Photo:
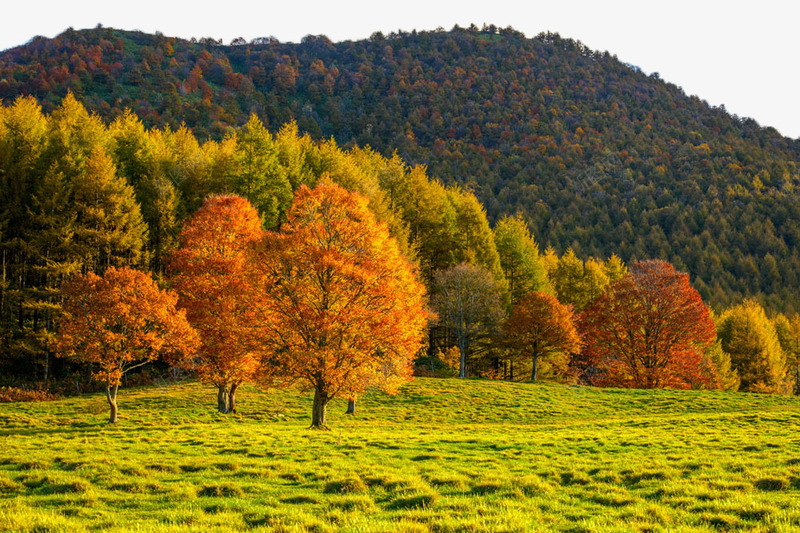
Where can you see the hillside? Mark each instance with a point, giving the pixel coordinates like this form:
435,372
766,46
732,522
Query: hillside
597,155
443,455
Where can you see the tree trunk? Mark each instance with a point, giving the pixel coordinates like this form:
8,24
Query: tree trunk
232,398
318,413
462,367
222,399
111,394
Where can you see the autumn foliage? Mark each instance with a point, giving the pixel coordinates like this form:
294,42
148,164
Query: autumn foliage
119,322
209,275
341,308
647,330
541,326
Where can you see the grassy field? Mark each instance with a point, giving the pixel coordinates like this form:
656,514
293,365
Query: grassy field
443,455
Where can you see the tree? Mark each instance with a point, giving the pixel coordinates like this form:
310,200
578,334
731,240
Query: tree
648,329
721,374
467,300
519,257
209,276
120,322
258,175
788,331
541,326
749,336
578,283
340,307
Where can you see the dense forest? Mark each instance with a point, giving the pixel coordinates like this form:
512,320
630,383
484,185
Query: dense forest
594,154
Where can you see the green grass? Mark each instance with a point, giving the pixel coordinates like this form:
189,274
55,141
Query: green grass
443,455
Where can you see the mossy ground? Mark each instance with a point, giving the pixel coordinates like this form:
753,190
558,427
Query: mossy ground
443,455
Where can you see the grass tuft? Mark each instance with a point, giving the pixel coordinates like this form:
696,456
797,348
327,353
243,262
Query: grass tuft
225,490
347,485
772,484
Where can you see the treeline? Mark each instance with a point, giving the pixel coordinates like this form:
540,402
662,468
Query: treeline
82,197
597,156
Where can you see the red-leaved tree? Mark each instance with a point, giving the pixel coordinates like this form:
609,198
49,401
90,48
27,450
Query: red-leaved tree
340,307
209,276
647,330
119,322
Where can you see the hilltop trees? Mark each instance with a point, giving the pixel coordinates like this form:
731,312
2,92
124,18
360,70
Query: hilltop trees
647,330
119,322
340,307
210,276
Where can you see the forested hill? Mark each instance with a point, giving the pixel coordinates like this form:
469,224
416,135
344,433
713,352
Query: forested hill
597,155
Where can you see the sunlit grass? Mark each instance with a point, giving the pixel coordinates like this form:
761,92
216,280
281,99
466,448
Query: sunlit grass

---

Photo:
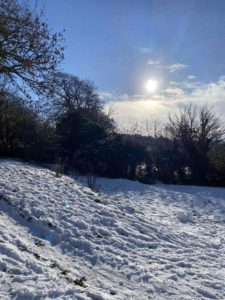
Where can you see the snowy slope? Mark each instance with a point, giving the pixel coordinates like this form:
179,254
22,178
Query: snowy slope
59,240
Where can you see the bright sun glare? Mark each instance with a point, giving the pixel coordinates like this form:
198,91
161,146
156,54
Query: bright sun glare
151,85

---

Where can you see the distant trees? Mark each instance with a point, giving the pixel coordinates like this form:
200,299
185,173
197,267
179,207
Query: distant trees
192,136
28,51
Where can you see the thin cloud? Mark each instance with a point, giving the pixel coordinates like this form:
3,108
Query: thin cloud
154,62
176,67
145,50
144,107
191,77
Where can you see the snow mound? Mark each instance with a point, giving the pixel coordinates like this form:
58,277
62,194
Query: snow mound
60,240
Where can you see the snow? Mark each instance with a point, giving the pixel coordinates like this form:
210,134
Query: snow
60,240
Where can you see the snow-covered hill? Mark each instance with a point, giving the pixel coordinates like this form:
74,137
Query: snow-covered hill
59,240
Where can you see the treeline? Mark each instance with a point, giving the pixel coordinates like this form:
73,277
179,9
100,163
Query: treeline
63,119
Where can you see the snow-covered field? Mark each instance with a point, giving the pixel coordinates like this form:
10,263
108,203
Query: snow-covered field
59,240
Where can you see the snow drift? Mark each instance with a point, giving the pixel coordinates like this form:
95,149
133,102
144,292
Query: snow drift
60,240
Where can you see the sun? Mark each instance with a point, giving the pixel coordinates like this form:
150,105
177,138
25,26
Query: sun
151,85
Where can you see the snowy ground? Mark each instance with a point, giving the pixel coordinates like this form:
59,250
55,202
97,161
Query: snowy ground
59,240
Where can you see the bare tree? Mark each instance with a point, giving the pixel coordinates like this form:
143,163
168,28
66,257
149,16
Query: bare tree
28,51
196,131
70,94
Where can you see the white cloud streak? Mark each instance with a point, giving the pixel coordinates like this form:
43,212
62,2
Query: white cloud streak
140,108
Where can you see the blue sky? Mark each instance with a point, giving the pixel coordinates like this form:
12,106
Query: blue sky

[ACTIVITY]:
Count how many lines in the entries contain "blue", then state that number alone.

[SOLUTION TO THIS PROBLEM]:
2